*The exercise:*
Copy all records verbatim.

——

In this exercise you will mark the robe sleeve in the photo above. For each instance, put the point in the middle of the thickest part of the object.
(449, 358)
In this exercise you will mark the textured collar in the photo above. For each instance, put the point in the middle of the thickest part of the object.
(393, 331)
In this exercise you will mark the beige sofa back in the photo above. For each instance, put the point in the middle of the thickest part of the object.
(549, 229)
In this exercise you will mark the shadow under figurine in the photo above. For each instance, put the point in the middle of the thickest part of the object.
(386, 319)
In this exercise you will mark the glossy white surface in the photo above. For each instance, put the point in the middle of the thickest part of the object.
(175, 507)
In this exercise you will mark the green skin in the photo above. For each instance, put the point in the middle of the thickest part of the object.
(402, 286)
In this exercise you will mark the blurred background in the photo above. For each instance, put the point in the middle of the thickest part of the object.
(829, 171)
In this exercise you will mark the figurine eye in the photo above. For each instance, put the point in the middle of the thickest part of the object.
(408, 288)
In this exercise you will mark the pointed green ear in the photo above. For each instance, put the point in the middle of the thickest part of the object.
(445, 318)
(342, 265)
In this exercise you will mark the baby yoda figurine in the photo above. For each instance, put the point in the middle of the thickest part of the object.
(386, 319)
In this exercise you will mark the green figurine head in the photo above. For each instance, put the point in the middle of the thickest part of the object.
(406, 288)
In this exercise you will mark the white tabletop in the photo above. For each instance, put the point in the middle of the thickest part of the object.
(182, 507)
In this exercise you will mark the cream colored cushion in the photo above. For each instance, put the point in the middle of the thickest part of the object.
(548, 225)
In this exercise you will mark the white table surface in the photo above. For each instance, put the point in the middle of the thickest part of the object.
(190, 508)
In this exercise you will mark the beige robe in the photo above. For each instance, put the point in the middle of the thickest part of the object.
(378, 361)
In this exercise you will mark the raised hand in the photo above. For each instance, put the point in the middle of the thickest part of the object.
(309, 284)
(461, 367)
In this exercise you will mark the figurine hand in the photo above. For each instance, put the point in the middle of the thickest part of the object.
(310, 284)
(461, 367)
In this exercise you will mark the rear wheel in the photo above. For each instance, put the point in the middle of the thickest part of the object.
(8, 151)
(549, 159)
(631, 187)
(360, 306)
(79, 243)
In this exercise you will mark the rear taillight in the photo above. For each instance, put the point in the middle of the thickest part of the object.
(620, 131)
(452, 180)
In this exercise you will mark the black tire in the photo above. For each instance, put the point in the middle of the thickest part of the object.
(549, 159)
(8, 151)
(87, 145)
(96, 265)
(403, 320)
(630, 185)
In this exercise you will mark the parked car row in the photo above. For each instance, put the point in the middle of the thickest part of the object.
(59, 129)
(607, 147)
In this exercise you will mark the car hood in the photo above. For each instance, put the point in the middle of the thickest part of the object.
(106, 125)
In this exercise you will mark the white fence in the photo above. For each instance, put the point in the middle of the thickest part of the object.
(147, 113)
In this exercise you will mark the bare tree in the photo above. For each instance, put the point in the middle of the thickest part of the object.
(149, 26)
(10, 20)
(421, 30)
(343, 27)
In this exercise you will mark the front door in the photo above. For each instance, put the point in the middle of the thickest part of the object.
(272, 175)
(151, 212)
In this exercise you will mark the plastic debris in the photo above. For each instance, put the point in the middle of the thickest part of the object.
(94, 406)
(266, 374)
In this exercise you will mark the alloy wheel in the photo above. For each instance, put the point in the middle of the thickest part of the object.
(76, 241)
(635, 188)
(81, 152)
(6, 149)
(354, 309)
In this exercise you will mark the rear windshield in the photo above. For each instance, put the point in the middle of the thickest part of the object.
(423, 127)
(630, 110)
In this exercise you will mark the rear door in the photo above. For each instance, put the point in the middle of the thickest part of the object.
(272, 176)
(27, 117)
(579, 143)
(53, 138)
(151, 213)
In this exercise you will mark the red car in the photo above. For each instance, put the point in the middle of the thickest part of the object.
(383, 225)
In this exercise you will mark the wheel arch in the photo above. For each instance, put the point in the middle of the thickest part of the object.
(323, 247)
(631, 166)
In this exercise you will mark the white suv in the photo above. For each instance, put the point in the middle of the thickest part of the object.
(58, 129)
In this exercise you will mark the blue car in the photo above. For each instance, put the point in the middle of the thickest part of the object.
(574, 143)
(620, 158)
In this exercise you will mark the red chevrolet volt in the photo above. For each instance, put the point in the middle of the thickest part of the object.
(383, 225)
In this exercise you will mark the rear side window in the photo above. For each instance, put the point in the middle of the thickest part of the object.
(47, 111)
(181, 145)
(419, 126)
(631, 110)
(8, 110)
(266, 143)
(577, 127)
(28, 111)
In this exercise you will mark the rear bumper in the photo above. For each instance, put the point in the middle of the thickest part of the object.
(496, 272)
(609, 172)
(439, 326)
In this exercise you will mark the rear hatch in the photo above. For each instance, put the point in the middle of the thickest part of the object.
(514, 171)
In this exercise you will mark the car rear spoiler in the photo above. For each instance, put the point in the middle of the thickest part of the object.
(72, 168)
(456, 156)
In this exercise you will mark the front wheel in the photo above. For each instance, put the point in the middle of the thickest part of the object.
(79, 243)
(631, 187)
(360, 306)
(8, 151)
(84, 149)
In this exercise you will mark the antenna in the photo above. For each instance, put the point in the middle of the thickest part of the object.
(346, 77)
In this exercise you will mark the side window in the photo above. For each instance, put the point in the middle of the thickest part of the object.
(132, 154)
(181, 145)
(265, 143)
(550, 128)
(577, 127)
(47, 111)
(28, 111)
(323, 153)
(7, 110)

——

*Exercise answer:*
In this exercise you will mark the robe sleeve in the photo above. For each instance, put the point in the middle of the thickest part of the object.
(449, 358)
In this exercise you will mark the textured collar in the photo above. For each instance, put the point in the middle of the thickest part of the object.
(393, 331)
In this exercise you will mark the beige sofa back in the photo above. For each instance, put the point in the middle of the thickest part of the object.
(549, 229)
In this exercise you will mark the shadow under figurine in the photo above. For each instance, put the point in the middle of the thickest part of the object.
(386, 319)
In this exercise you will mark the glossy white surface in the photo above. For each instance, put the point in the middle of the thickest part of the object.
(175, 507)
In this exercise you will mark the green skin in the photo above. For each instance, put the point in the middle of the thickest part of the object.
(402, 286)
In this exercise you will mark the blurred background in the photo above. For each instance, put the point in the middle of the thickest part of the object.
(829, 171)
In this exercise you will mark the figurine eye in the photo above. For each instance, put the point in the middle of the thickest part of the object.
(408, 288)
In this exercise you will mark the pointed green ear in the photo above. For each instance, put the point in the middle of the thickest part of the object.
(445, 318)
(342, 265)
In this exercise you will mark the baby yoda figurine in the photo above. For each instance, put the point in the middle of the thickest part of the object.
(386, 319)
In this exercise you will mark the green figurine head in the photo above. For each instance, put the point in the middle of the thickest part of the object.
(406, 288)
In this exercise you will mark the white tabletop in the photo above. For each instance, put the point in the middle of the thickest part of the object.
(182, 507)
In this exercise you will mark the cream colored cushion in the photo above. For each instance, put the point in the middle of the thickest part of the object.
(548, 225)
In this exercise you will mark the white table surface in the photo above. For each instance, put the point in the middle of the thickest part of the object.
(190, 508)
In this exercise you will mark the beige robe in the photo above. For each instance, put the point in the middle of the thickest part of the object.
(378, 361)
In this exercise you will mark the raised hand in the photo above. For each instance, put the point in the middle of the thickest part of the object.
(309, 284)
(461, 367)
In this exercise you will mark the figurine hand in the photo above. For each instance, put the point in the middle of the thickest part of the object.
(310, 284)
(461, 367)
In this exercise you will mark the rear wheel in the photo above. For each instance, put the point in the middle of the thickest part of the object.
(8, 151)
(549, 159)
(631, 187)
(360, 306)
(79, 243)
In this exercise you will mark the rear taillight in the photo above. For each instance, put the point in the middle of the thickest part of the object.
(620, 131)
(452, 180)
In this exercise you will mark the black tire in the photo above. For each instance, put the point in the middle of the thickest part of the object.
(549, 159)
(8, 151)
(87, 145)
(96, 265)
(403, 320)
(630, 185)
In this exercise you will mark the parked car row in the photo above. For each instance, put the point in the middle of the thickest part of the object.
(59, 129)
(607, 147)
In this exercise you will mark the car hood in the photo above. For each instance, put the point in the middle of the thickest part of the object.
(106, 125)
In this exercise you will mark the white fence in the photo above. For each instance, put the point in the middle of the thickest part of the object.
(147, 113)
In this exercise you will mark the bare tree in the photo above. For each instance, put the point in the middle of the thickest part of the object.
(149, 26)
(10, 20)
(421, 30)
(343, 27)
In this exercise you will mark the front door in the photo above. For each instance, put the point in the middle of the thickest part of the object.
(272, 175)
(151, 212)
In this exercise you will mark the plastic debris in the photo above. For each instance, put the point in the middle of the thickest part of the object.
(94, 406)
(266, 374)
In this exercise you will mark the alloy wheel in the photo above. For each instance, put the point in the middle of the thickest part of the object.
(76, 241)
(635, 188)
(81, 152)
(6, 149)
(354, 309)
In this exercise you will mark the rear windshield in the photo above. For each instance, put the point in the middle of the thickest part of the object.
(423, 127)
(630, 110)
In this exercise you will mark the rear door in the photo above. For each instance, put the point in the middle of the thickest part of the object.
(272, 176)
(27, 117)
(579, 143)
(53, 138)
(151, 213)
In this exercise you will mark the red car in the photo above. For each instance, put the point in the middle of the thickest part of the object.
(383, 225)
In this exercise you will mark the wheel arch in the photo above. For each instance, put the point in the middle of the thickest part of the object.
(323, 247)
(631, 166)
In this exercise you will mark the white suv in the photo above. For each instance, put the point in the middle of the thickest part of the object.
(58, 129)
In this exercise you will mark the blue car in the photo above. For each instance, put the point in the middle of the thickest part of the object.
(574, 143)
(620, 158)
In this exercise you will mark the red chevrolet volt in the photo above. For each instance, put the point in the middle of the thickest part of the object.
(383, 225)
In this exercise you will mark the rear side window in the photo above. For each instance, put the point in the middle of the thickest part of the object.
(47, 111)
(181, 145)
(419, 126)
(631, 110)
(8, 110)
(266, 143)
(577, 127)
(28, 111)
In this exercise you will mark the rear bumper in the photo above. For each instance, put the point in the middle of the thickest part of the object.
(496, 272)
(609, 172)
(439, 326)
In this exercise you will mark the rear hatch in the photo above. For each instance, put the point in the middle of the thickest part of the object.
(514, 171)
In this exercise you will mark the car rear spoiler in the photo above. For each instance, put the point in the middle of the thickest part of the object.
(72, 168)
(456, 156)
In this exercise you will mark the front wheel in the photo above. For each instance, put the point in the middle of the thickest part of the object.
(79, 243)
(631, 187)
(360, 306)
(8, 151)
(84, 149)
In this exercise you will mark the antenna in the photo above. For each instance, put the point in the middle of the thickest part of the object.
(346, 77)
In this exercise you will mark the side window in the photo above. For each instance, put the point in the middle of the thickest part of the object.
(132, 154)
(181, 145)
(265, 143)
(550, 128)
(577, 127)
(47, 111)
(28, 111)
(323, 153)
(7, 110)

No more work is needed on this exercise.